►
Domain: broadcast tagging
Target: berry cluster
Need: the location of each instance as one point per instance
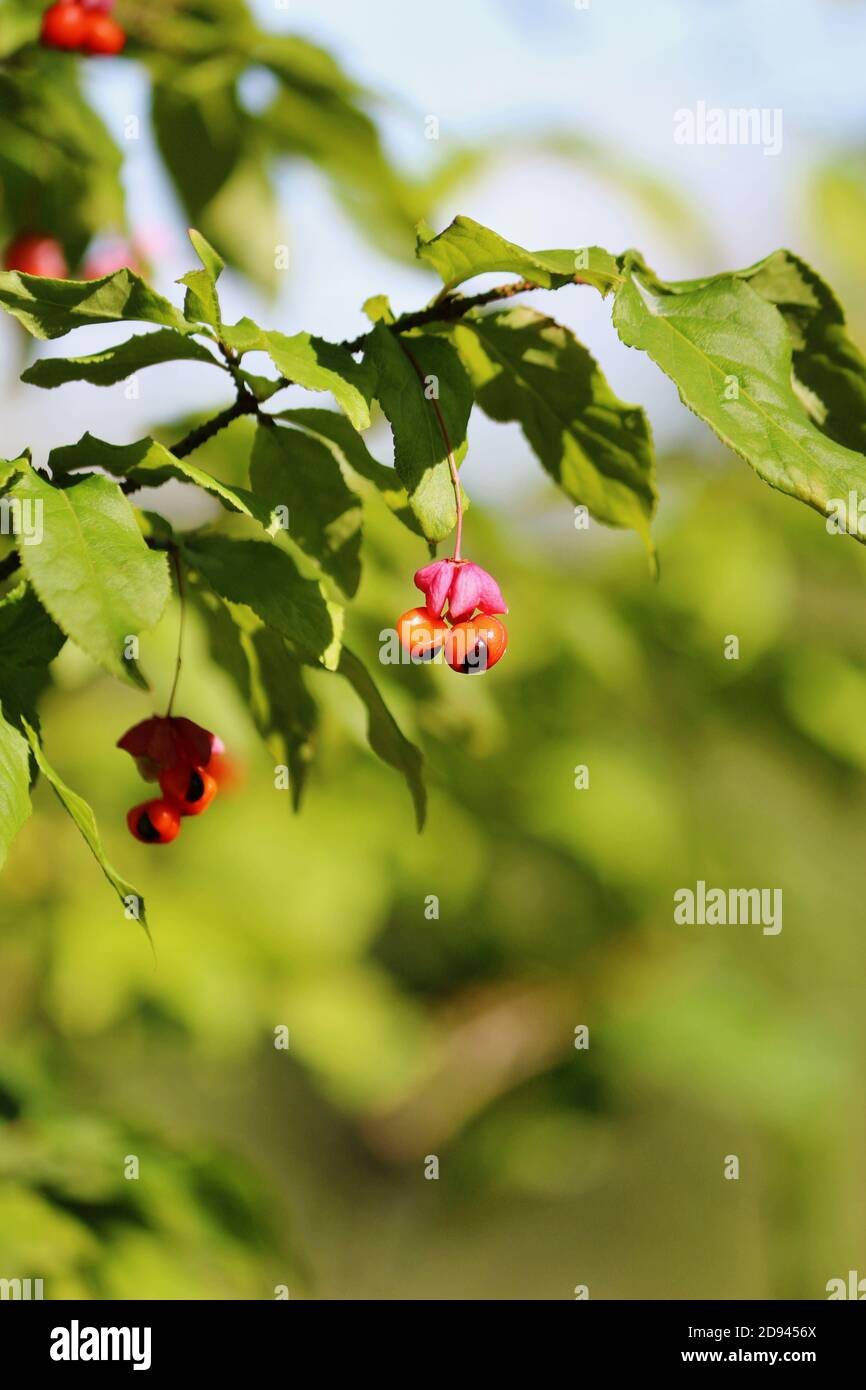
(185, 761)
(32, 253)
(471, 637)
(82, 27)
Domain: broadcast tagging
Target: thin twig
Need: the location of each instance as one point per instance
(452, 306)
(9, 565)
(180, 658)
(452, 464)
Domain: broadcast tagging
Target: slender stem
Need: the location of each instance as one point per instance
(245, 405)
(9, 565)
(181, 626)
(449, 306)
(452, 463)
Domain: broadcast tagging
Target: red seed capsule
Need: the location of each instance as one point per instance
(421, 634)
(474, 647)
(188, 788)
(34, 255)
(103, 35)
(64, 27)
(154, 822)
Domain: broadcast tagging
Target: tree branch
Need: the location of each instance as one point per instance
(245, 405)
(451, 307)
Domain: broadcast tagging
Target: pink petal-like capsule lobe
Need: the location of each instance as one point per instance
(473, 588)
(434, 581)
(491, 598)
(463, 594)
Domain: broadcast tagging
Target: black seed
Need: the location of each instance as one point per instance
(146, 829)
(476, 660)
(196, 787)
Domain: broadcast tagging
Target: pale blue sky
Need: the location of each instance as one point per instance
(616, 70)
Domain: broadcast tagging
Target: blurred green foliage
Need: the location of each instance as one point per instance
(455, 1036)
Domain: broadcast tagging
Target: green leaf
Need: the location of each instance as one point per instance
(202, 303)
(200, 128)
(293, 470)
(730, 356)
(824, 357)
(267, 580)
(60, 170)
(378, 309)
(13, 469)
(14, 784)
(466, 249)
(92, 570)
(353, 453)
(53, 307)
(420, 453)
(149, 464)
(270, 681)
(526, 367)
(84, 818)
(384, 733)
(313, 363)
(106, 369)
(29, 641)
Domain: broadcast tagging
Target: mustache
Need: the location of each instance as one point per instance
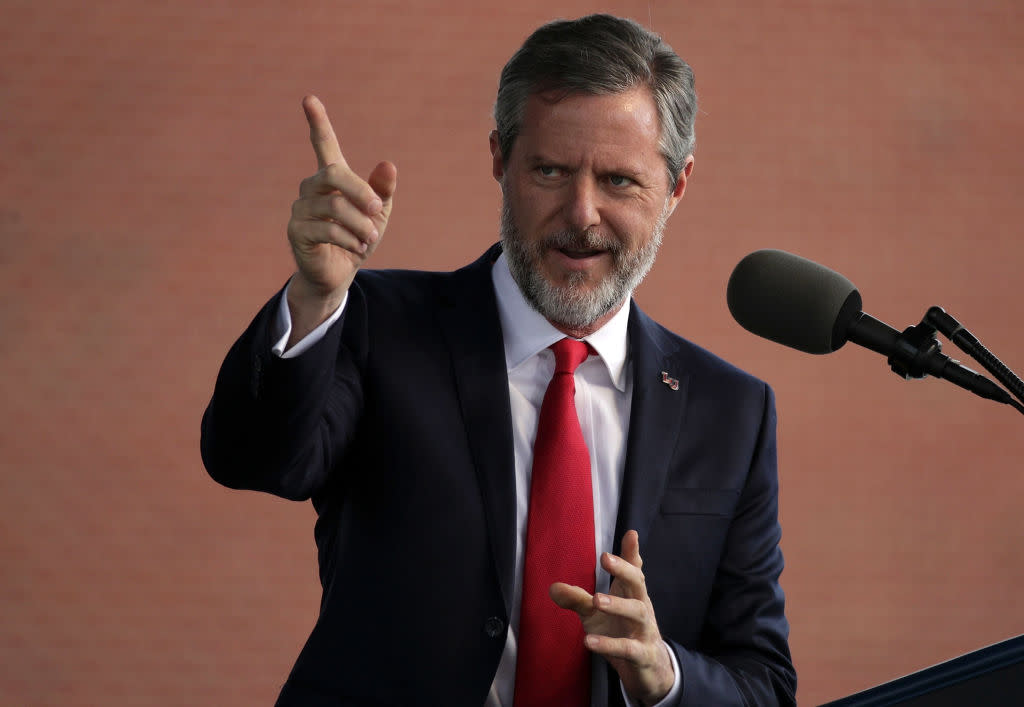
◄
### PROBLEM TO SOLVE
How many lines in the listing above contain the string "seed"? Reply with the number alone.

### RESULT BELOW
2